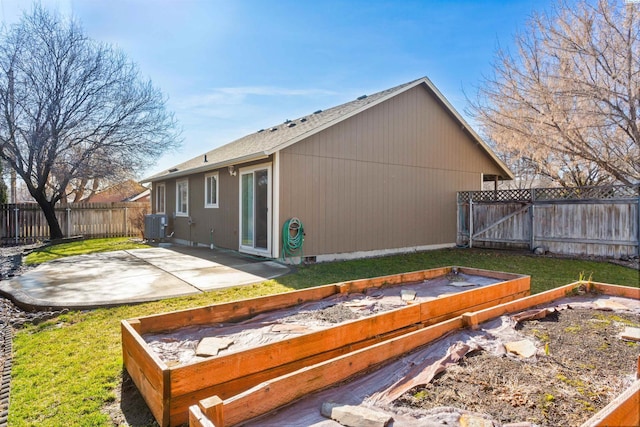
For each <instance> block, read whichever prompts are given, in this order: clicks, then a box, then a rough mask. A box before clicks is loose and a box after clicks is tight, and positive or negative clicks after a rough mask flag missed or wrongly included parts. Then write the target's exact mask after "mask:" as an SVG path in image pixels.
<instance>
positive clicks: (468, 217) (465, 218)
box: [457, 185, 640, 258]
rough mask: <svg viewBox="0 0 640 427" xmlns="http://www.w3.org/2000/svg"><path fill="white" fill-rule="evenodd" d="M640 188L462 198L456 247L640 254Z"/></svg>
mask: <svg viewBox="0 0 640 427" xmlns="http://www.w3.org/2000/svg"><path fill="white" fill-rule="evenodd" d="M639 195H640V185H633V186H606V187H575V188H532V189H516V190H499V191H465V192H459V193H458V235H457V243H458V245H467V246H469V247H485V248H521V249H524V248H526V249H530V250H535V249H536V248H542V249H543V250H545V251H549V252H553V253H558V254H567V255H588V256H603V257H611V258H620V257H626V256H637V255H638V244H639V243H638V242H639V241H640V197H639Z"/></svg>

★ ★ ★ ★ ★

= Your goal =
Turn the rows above into a Markdown table with the columns Line No. and Text, one line per table row, skipping blank lines. Leave the pictures out.

= Result =
| Line No. | Text |
|---|---|
| 1 | For each <instance> block, read whichever prompts are given, in this order: clicks, then a box, then a rough mask. A box before clicks is loose and a box after clicks is tight, and positive or negative clicks after a rough mask flag missed or wrongly included parts. Then write the target's exact mask after "mask:" as an SVG path in image pixels. |
| 2 | <instance> |
| 3 | positive clicks: (468, 217) (465, 218) |
| 4 | box: [457, 185, 640, 258] |
| 5 | rough mask: <svg viewBox="0 0 640 427" xmlns="http://www.w3.org/2000/svg"><path fill="white" fill-rule="evenodd" d="M640 188L462 198L456 247L640 254Z"/></svg> |
| 6 | mask: <svg viewBox="0 0 640 427" xmlns="http://www.w3.org/2000/svg"><path fill="white" fill-rule="evenodd" d="M639 195H640V185H633V186H606V187H575V188H532V189H516V190H499V191H465V192H459V193H458V235H457V243H458V245H467V246H469V247H485V248H521V249H524V248H526V249H530V250H535V249H536V248H542V249H543V250H545V251H549V252H553V253H558V254H567V255H588V256H603V257H611V258H620V257H626V256H637V255H638V244H639V243H638V242H639V241H640V197H639Z"/></svg> |